> [REQUIRED WORK]: Return all entries word for word, but drop any images.

+-------+

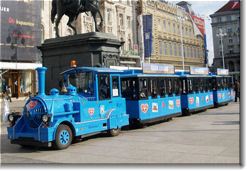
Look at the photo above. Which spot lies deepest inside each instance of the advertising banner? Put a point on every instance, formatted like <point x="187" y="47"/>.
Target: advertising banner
<point x="158" y="68"/>
<point x="147" y="34"/>
<point x="199" y="70"/>
<point x="221" y="71"/>
<point x="20" y="31"/>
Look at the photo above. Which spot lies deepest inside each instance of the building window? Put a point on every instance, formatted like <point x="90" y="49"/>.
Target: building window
<point x="160" y="47"/>
<point x="229" y="18"/>
<point x="165" y="49"/>
<point x="169" y="27"/>
<point x="164" y="24"/>
<point x="129" y="22"/>
<point x="109" y="17"/>
<point x="219" y="19"/>
<point x="179" y="50"/>
<point x="229" y="30"/>
<point x="130" y="44"/>
<point x="42" y="32"/>
<point x="171" y="50"/>
<point x="174" y="28"/>
<point x="175" y="49"/>
<point x="220" y="53"/>
<point x="121" y="21"/>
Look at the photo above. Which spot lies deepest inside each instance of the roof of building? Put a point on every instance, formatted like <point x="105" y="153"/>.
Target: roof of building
<point x="94" y="69"/>
<point x="232" y="5"/>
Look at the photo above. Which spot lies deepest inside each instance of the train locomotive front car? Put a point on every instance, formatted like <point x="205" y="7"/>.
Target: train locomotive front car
<point x="90" y="102"/>
<point x="197" y="93"/>
<point x="152" y="94"/>
<point x="222" y="87"/>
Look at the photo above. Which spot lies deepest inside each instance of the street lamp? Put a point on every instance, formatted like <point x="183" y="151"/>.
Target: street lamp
<point x="221" y="35"/>
<point x="181" y="19"/>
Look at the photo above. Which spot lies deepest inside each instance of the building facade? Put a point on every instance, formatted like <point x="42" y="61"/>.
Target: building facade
<point x="20" y="35"/>
<point x="174" y="37"/>
<point x="226" y="37"/>
<point x="119" y="19"/>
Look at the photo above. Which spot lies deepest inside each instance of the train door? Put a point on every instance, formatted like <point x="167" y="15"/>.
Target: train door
<point x="104" y="95"/>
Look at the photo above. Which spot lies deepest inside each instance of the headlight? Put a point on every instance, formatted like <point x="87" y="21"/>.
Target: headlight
<point x="45" y="118"/>
<point x="11" y="118"/>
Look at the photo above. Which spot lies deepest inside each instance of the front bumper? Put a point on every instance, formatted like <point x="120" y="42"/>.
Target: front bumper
<point x="30" y="142"/>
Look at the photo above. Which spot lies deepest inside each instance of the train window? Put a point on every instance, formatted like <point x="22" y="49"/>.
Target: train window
<point x="153" y="87"/>
<point x="205" y="85"/>
<point x="162" y="87"/>
<point x="129" y="88"/>
<point x="201" y="85"/>
<point x="219" y="83"/>
<point x="170" y="86"/>
<point x="104" y="86"/>
<point x="177" y="86"/>
<point x="184" y="87"/>
<point x="143" y="88"/>
<point x="115" y="86"/>
<point x="214" y="83"/>
<point x="83" y="82"/>
<point x="190" y="85"/>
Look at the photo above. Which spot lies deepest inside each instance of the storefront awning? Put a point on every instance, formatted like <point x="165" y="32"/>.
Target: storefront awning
<point x="19" y="66"/>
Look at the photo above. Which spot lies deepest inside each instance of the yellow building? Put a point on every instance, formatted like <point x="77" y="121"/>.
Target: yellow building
<point x="167" y="35"/>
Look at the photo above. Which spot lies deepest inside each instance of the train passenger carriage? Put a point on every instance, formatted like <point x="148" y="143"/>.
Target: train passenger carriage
<point x="197" y="93"/>
<point x="90" y="102"/>
<point x="222" y="85"/>
<point x="151" y="94"/>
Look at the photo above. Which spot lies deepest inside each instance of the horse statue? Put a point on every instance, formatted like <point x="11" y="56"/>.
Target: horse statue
<point x="72" y="8"/>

+-------+

> [EXERCISE RESPONSE]:
Look at the photo above. Which spot lies deepest inside each instance of the advertising banner? Put a point on every instance, formatted like <point x="187" y="47"/>.
Target: advertising banner
<point x="158" y="68"/>
<point x="147" y="34"/>
<point x="199" y="70"/>
<point x="221" y="71"/>
<point x="20" y="31"/>
Look at the photo above. Which spot lies deepest inside each instance of the building window? Put a point on every instance, formatted like <point x="90" y="49"/>.
Target: building window
<point x="160" y="47"/>
<point x="229" y="18"/>
<point x="165" y="49"/>
<point x="169" y="27"/>
<point x="164" y="24"/>
<point x="129" y="22"/>
<point x="109" y="17"/>
<point x="219" y="19"/>
<point x="179" y="50"/>
<point x="229" y="30"/>
<point x="130" y="44"/>
<point x="42" y="32"/>
<point x="171" y="50"/>
<point x="174" y="28"/>
<point x="175" y="49"/>
<point x="220" y="53"/>
<point x="121" y="21"/>
Look at the photo above. Which spot lies deepest inside each instance of the roof of building? Put a point on every instance, formatted like <point x="105" y="153"/>.
Target: roof of building
<point x="94" y="69"/>
<point x="232" y="5"/>
Look at the photo above. Which spot lies deepest inside each instance of the train locomotive front car? Put a point on every instance, formatted like <point x="205" y="7"/>.
Target: train locomotive front car
<point x="90" y="102"/>
<point x="197" y="93"/>
<point x="152" y="94"/>
<point x="222" y="87"/>
Look at the photo above. Which spot lies deepest inside each instance of the street lamp? Put a point on every instance, formatted like <point x="183" y="151"/>.
Target: street lamp
<point x="221" y="35"/>
<point x="181" y="19"/>
Look at the photo above. Which spot lies deepest inside each instance of the building facade? Put a point on every instance, formatted like <point x="42" y="61"/>.
Target: building facade
<point x="20" y="35"/>
<point x="174" y="37"/>
<point x="226" y="37"/>
<point x="119" y="19"/>
Look at the photo above. Which spot lies deepest inside each instance of the train door? Put a point on every instance, formatted like <point x="167" y="15"/>.
Target: train door
<point x="104" y="95"/>
Look at the photo above. Which spot lies deepest inside each instance of the headlight? Put a point on every instance, formatted like <point x="87" y="21"/>.
Target: headlight
<point x="45" y="118"/>
<point x="11" y="118"/>
Look at the photo above. Which spot lies deepest inside each instance of the front bumper? Put a point on every instance, formatted like <point x="120" y="42"/>.
Target: front bumper
<point x="30" y="142"/>
Look at the photo above. Which spot lies deepest inside each instance of the train window? Put a point on every instance, formatted like <point x="22" y="49"/>.
Target: train window
<point x="153" y="87"/>
<point x="205" y="85"/>
<point x="162" y="87"/>
<point x="129" y="88"/>
<point x="201" y="85"/>
<point x="219" y="83"/>
<point x="170" y="86"/>
<point x="104" y="86"/>
<point x="177" y="86"/>
<point x="184" y="87"/>
<point x="143" y="88"/>
<point x="115" y="86"/>
<point x="214" y="83"/>
<point x="83" y="82"/>
<point x="190" y="85"/>
Look at the photo above. Which spot lies deepest inside each instance of the storefront awning? Put a point on every instance, formatted like <point x="165" y="32"/>.
Target: storefront awning
<point x="19" y="66"/>
Look at the photo above. Which spot lies deepest inside each instance of the yellow building? Put a point on every instance, formatted like <point x="77" y="121"/>.
Target: yellow building
<point x="167" y="35"/>
Look at the photo above. Which spot lies deepest inside each instance of the train passenger carriage? Put a point on every instance, formatted like <point x="148" y="143"/>.
Target: train passenger carriage
<point x="197" y="93"/>
<point x="90" y="102"/>
<point x="222" y="85"/>
<point x="151" y="94"/>
Look at the photo above. Which spot lies deepest inside each instance of the horse statue? Put a point on every instance, formatted like <point x="11" y="56"/>.
Target: horse statue
<point x="72" y="8"/>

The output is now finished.